I sassi vanno a prenderseli su dove nasce l'Adige, al passo Resia. Al tetto in legno e al cancelletto in ferro battuto ci pensano due artigiani del paese, uno scultore provvede alla madonnina, alla lapide con un brano della preghiera dell'alpino e ai due medaglioni con la «sgrafa» – la zampa d'aquila emblema del Tirano – e il simbolo del 5° alpini. «Quando la finimmo – ricorda Gervasoni – fu festa grande: c'era tanta gente importante, ma soprattutto c'erano i parenti. E da Valverde erano arrivati anche i miei amici del Coro di montagna».
Un lavoro duro, quello per la cappelletta, e non privo di intoppi. Ma che al Gervasoni e al suo amico Villa serve anche per scansare qualche guaio. E addirittura la cella. Perché un bel giorno accade che si congeda il trombettiere, e allora i due, con il festeggiato e un quarto commilitone, vanno a far bisboccia in paese, dove inevitabilmente i gomiti si alzano un po' troppo: «Torniamo alle 2,30 di notte, becchiamo quindici giorni di consegna in cella, ma dopo qualche giorno io e il Villa usciamo: è metà agosto, la cappelletta deve essere assolutamente finita per il 10 settembre. Il fatto è che la finestra della cella guarda giusto sulla cappelletta: così, per un po' di giorni, lavoriamo coperti dagli insulti dei due rimasti dentro». Il trombettiere sarà congedato con quindici giorni di ritardo, ma anche per il Gervasoni, quando arriva il momento, la naia dura un po' di più: «No, niente punizioni, è che dopo la festa finale sono stato così male che per tre giorni non sono riuscito ad alzarmi dal letto».
Un finale poco glorioso per una storia tutta raccontare. Perché Carlo Gervasoni, per amore della montagna e per tradizione di famiglia (il padre è stato maggiore del Tirano durante la Prima guerra mondiale) vuole fare l'alpino, ma la famosa «cartolina» lo manda a Siena, in fanteria, e di lì finisce a Livorno come marconista. Una tortura, ma lui non molla: vuole fare l'alpino. Finché un giorno lo chiamano in fureria e gli dicono: «Prendi la tua roba, domani devi presentarti a Merano». Un sogno che si realizza? Macché. Anzi, a Merano va ancora peggio: Ufficio registro. E poi si presentano subito due problemi non da poco. Primo: il cappello, che per un alpino è tutto. E se Gervasoni per tutti quelli che lo conoscono diventa subito «Crapalònga» un motivo ci sarà... «Ma sì, non mi trovavano il cappello della misura giusta. Per 40 giorni sono andato in giro con la mia bustina da fante, ma tutti quelli che incontravo mi prendevano in giro dicendomi: "Buf! Buf! Buffa"». Ove «buffa» è il termine, non esattamente lusinghiero, con cui gli alpini indicano la fanteria.

▬▬▬

BREVE ESERCIZIO 1: Riassumi il brano in tre frasi.

▬▬▬

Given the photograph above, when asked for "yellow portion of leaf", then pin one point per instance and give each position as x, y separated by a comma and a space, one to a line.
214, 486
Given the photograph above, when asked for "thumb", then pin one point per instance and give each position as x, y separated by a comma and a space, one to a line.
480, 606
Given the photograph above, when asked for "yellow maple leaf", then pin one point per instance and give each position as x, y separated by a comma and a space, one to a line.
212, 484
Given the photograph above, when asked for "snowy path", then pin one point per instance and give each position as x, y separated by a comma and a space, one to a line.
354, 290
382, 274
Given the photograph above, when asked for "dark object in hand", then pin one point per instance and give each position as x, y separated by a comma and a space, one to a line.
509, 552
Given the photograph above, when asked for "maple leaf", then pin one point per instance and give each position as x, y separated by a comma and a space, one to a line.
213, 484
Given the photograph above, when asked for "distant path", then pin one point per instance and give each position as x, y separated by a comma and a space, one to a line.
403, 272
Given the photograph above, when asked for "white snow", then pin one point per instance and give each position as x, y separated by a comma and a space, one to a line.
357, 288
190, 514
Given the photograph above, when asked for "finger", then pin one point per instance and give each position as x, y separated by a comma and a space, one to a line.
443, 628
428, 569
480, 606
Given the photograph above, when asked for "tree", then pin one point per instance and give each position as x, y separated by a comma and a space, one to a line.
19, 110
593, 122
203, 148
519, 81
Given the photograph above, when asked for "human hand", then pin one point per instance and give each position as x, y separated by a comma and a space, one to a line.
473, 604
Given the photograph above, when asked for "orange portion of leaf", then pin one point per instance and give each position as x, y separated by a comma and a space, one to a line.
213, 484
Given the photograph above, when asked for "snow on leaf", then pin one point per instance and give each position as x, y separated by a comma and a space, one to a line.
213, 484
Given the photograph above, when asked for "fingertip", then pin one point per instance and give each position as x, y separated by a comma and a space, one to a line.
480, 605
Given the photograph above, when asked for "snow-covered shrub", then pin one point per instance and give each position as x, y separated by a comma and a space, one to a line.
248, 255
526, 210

▬▬▬

BREVE ESERCIZIO 2: Quante righe delle voci contengono la stringa "yellow", tenendo conto di maiuscole e minuscole? Rispondi solo con il numero.

RISPOSTA 1: Per la cappelletta i sassi vengono presi al passo Resia, dove nasce l'Adige, e al tetto, al cancelletto e alle decorazioni provvedono artigiani del paese e uno scultore; alla festa per la fine dei lavori c'erano molte persone importanti, soprattutto i parenti. Dopo una bisboccia per il congedo del trombettiere, Gervasoni e l'amico Villa finiscono in cella per quindici giorni, ma escono dopo pochi giorni perché la cappelletta deve essere pronta per il 10 settembre. Gervasoni voleva fare l'alpino, ma fu mandato in fanteria a Siena, poi a Livorno come marconista e infine a Merano all'Ufficio registro, dove per 40 giorni girò con la bustina da fante perché non trovavano un cappello della sua misura.

RISPOSTA 2: 2